─── RECORDS SUPPLIED ───

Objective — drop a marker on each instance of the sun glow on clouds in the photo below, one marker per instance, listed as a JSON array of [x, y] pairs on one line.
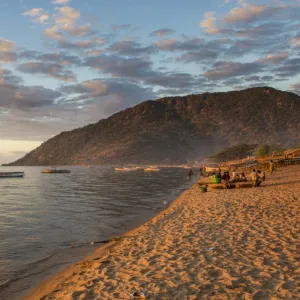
[[87, 68], [11, 150]]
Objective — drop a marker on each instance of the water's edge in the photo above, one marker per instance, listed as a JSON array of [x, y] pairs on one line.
[[133, 226]]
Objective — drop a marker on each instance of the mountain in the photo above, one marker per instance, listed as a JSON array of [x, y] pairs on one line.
[[177, 129]]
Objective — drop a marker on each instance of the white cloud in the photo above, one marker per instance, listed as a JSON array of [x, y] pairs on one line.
[[167, 44], [275, 58], [246, 12], [67, 16], [34, 12], [61, 2], [38, 15], [209, 23], [295, 41], [6, 45], [53, 33]]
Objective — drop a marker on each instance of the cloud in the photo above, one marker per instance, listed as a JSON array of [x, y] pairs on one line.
[[209, 23], [222, 70], [38, 15], [53, 33], [130, 48], [295, 41], [120, 66], [295, 86], [162, 32], [107, 95], [275, 58], [7, 53], [57, 57], [14, 95], [61, 2], [80, 45], [289, 68], [6, 45], [34, 12], [54, 70], [247, 12], [167, 44], [65, 24], [66, 16]]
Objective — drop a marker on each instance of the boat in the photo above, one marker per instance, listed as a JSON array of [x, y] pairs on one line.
[[11, 174], [50, 171], [151, 169], [125, 169]]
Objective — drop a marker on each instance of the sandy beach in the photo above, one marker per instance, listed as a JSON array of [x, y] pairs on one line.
[[223, 244]]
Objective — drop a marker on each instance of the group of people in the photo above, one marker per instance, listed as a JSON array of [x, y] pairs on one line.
[[256, 176]]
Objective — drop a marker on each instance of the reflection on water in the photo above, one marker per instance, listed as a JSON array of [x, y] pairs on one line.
[[49, 220]]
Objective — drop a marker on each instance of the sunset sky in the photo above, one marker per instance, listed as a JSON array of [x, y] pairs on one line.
[[68, 63]]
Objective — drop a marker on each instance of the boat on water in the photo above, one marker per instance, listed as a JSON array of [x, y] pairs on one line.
[[151, 169], [50, 171], [12, 174]]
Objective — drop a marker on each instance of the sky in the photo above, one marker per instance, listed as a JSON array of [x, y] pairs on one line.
[[68, 63]]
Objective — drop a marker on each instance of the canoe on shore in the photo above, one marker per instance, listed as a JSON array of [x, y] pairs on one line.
[[237, 185], [12, 174], [50, 171], [151, 169]]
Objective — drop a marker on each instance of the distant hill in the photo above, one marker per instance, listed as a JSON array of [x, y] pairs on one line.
[[177, 129], [235, 152]]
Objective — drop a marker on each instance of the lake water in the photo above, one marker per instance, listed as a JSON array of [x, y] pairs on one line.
[[49, 220]]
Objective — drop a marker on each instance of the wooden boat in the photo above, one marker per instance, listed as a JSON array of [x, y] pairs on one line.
[[50, 171], [151, 169], [125, 169], [11, 174]]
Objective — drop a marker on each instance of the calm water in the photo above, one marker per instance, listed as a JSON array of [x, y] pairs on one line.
[[50, 220]]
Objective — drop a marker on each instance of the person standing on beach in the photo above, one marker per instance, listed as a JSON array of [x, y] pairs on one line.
[[254, 178], [271, 167], [190, 173], [261, 177]]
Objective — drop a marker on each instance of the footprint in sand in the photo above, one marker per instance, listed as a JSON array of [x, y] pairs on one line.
[[215, 273]]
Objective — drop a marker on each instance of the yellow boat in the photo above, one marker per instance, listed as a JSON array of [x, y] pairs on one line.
[[151, 169], [50, 171]]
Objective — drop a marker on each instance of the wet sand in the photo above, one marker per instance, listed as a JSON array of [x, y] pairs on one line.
[[223, 244]]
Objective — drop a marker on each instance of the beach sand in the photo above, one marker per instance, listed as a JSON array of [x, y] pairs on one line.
[[223, 244]]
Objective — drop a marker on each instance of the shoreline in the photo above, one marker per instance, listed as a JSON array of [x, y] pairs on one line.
[[50, 282], [215, 245]]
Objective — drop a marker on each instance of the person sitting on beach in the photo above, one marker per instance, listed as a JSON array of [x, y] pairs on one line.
[[254, 177], [226, 178], [243, 177]]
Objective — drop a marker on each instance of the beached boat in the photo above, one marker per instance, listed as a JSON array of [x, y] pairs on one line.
[[151, 169], [11, 174], [50, 171], [125, 169]]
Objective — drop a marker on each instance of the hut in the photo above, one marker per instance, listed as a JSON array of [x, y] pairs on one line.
[[292, 153]]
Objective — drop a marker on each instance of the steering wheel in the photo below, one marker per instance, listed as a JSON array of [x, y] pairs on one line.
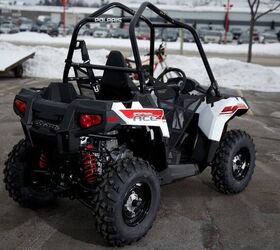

───

● **WHAT THE TASK ASKS**
Please count the lines above that contain the word "water", and give only that number.

● **REPLY TO THE EXERCISE**
5